• EXERCISE PROMPT: Once you reach the line containing "Tag the driver" in the data below, restate each line word for word up to and including the one containing "Tag the rear".

----------

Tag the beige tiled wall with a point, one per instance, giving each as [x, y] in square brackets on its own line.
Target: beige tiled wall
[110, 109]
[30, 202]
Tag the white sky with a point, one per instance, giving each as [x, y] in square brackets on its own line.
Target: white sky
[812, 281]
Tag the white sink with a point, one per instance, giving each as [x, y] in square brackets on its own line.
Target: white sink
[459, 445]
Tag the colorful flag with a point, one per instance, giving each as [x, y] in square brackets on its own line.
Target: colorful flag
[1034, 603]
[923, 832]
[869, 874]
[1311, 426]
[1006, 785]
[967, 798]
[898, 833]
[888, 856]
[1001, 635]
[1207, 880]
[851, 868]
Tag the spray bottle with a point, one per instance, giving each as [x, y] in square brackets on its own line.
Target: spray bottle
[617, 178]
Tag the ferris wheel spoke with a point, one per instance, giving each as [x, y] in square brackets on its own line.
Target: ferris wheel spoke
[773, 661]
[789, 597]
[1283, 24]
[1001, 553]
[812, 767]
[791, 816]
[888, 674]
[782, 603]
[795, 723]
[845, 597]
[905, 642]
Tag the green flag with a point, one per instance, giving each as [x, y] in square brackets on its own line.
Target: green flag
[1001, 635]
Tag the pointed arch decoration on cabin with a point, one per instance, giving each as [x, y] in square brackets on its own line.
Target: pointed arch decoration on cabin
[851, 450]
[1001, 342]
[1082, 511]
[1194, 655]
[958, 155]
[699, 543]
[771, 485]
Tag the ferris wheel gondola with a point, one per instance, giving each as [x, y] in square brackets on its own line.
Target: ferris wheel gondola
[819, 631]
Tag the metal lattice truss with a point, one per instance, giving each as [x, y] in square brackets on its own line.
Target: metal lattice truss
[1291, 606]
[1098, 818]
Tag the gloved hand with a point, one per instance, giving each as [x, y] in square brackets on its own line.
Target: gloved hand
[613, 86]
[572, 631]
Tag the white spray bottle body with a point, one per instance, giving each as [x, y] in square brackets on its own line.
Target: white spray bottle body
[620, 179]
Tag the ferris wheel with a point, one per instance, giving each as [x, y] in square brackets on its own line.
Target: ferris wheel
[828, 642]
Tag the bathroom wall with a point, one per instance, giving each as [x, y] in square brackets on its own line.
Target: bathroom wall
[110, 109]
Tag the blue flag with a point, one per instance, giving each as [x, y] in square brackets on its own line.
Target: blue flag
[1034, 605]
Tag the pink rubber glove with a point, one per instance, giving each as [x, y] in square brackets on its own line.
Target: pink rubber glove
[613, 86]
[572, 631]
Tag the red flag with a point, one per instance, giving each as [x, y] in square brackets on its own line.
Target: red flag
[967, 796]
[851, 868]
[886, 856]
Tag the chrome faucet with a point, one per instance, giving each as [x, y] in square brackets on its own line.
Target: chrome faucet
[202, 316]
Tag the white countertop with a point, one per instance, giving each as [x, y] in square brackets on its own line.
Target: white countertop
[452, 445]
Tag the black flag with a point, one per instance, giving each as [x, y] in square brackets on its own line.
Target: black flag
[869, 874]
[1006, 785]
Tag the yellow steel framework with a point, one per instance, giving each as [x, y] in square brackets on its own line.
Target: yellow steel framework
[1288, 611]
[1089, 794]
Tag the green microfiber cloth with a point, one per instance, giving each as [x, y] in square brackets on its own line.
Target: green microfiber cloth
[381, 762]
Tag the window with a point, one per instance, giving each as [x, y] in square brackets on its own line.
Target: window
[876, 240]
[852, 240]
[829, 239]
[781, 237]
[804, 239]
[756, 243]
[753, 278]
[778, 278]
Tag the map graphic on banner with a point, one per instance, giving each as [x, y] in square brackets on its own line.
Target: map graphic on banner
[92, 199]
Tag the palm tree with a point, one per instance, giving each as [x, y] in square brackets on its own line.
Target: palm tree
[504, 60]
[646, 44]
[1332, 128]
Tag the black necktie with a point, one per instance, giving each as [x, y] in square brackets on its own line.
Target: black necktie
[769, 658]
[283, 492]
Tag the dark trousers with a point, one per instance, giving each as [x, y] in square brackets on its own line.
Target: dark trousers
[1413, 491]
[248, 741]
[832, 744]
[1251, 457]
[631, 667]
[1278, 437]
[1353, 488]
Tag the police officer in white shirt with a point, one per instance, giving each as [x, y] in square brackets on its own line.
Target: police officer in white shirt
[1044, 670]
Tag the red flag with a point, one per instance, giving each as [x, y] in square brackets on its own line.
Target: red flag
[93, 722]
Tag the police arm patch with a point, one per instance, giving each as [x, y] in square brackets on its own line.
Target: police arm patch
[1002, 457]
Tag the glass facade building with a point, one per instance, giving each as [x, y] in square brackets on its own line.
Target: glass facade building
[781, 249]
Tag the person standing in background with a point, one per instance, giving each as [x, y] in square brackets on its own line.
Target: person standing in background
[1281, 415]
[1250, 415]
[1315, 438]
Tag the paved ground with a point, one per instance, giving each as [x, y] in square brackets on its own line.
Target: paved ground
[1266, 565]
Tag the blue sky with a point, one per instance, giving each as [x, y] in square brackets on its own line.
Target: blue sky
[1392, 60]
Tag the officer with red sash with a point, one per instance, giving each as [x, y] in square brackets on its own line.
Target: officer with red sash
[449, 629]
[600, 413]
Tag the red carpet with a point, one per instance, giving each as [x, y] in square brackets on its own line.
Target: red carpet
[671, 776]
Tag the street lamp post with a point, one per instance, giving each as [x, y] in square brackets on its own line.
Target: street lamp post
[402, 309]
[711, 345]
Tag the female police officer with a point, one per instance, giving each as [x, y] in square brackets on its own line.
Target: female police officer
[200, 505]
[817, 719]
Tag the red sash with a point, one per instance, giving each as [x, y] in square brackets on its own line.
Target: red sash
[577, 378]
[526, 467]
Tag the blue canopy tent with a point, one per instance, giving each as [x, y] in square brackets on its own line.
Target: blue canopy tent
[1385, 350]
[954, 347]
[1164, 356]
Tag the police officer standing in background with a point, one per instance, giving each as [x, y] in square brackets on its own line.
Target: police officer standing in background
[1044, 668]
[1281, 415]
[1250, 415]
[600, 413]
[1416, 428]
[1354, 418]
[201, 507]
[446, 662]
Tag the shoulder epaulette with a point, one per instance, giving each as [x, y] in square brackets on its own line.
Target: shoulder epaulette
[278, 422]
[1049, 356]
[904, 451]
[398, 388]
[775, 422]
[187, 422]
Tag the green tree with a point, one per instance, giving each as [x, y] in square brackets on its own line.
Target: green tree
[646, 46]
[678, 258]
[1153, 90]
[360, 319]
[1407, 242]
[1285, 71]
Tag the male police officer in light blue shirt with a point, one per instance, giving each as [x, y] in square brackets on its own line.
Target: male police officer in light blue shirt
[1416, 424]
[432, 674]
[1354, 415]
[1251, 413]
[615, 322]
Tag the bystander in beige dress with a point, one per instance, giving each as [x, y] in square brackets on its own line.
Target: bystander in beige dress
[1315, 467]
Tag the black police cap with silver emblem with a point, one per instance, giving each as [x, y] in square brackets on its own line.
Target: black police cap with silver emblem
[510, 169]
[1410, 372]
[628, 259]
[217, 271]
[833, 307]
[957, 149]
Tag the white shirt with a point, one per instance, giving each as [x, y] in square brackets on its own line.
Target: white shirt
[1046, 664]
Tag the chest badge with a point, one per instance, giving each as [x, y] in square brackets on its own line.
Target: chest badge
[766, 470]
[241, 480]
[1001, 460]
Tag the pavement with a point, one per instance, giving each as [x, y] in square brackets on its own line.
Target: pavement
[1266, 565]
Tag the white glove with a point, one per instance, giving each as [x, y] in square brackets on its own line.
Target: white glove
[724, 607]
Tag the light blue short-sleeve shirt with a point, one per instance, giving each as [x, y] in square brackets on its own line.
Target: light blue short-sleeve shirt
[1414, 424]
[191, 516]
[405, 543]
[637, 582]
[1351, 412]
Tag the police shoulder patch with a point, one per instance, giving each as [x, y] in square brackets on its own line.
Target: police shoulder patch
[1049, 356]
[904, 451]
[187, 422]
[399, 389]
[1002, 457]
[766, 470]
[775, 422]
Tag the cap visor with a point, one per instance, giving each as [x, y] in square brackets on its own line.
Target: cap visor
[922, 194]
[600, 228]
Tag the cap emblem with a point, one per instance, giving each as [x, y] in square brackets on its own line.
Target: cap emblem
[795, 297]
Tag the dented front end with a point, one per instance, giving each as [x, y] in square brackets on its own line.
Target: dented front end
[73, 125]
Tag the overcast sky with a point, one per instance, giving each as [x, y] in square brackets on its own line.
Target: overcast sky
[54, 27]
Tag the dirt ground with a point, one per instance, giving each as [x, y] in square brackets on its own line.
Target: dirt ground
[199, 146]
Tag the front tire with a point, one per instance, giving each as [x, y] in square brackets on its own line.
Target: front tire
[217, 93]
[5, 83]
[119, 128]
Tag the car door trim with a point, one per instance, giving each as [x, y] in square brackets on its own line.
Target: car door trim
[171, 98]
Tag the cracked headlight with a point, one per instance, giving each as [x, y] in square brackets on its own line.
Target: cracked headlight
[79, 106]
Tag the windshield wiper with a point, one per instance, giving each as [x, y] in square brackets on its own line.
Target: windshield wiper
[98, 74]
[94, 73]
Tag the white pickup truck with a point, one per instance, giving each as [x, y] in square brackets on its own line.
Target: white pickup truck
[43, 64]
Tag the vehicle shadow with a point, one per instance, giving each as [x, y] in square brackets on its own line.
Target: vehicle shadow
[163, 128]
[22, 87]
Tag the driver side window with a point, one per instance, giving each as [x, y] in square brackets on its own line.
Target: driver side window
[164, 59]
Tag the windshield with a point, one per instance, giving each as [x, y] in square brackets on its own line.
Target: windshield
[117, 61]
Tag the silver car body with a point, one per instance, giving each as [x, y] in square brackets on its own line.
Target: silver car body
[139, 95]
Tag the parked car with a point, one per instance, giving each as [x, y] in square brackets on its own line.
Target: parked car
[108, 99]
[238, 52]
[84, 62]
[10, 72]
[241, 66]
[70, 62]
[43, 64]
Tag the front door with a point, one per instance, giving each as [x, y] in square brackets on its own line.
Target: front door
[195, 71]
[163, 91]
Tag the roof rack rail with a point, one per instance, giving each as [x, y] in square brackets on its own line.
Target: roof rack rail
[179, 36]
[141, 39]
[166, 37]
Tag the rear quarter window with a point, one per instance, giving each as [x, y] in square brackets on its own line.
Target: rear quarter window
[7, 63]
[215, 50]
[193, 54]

----------

• EXERCISE OUTPUT:
Tag the driver side window with a point, one per instance, giving each as [x, y] in square brackets on its own line.
Target: driver side window
[164, 59]
Tag the windshield with a point, one per instance, giving each as [x, y] in square brackets on its own line.
Target: windshield
[117, 61]
Tag the silver car body with a point, one per instance, giving each as [x, y] in square brackets on its own line.
Target: silver car body
[139, 95]
Tag the parked car with a point, one per instance, giving each as [x, y] in square brackets on its own line.
Target: parked car
[108, 99]
[238, 52]
[84, 62]
[10, 72]
[241, 66]
[70, 62]
[43, 64]
Tag the front door with a point, one per instance, giving each as [x, y] in square brackets on its own line.
Target: front door
[195, 71]
[163, 91]
Tag the roof rack rail with a point, one per instance, giving each as [x, y] in square brackets on its own line.
Target: roof rack rail
[179, 36]
[141, 39]
[166, 37]
Tag the rear quarter window with a point, one per instance, giving each as [x, y] in square brackets on its own line.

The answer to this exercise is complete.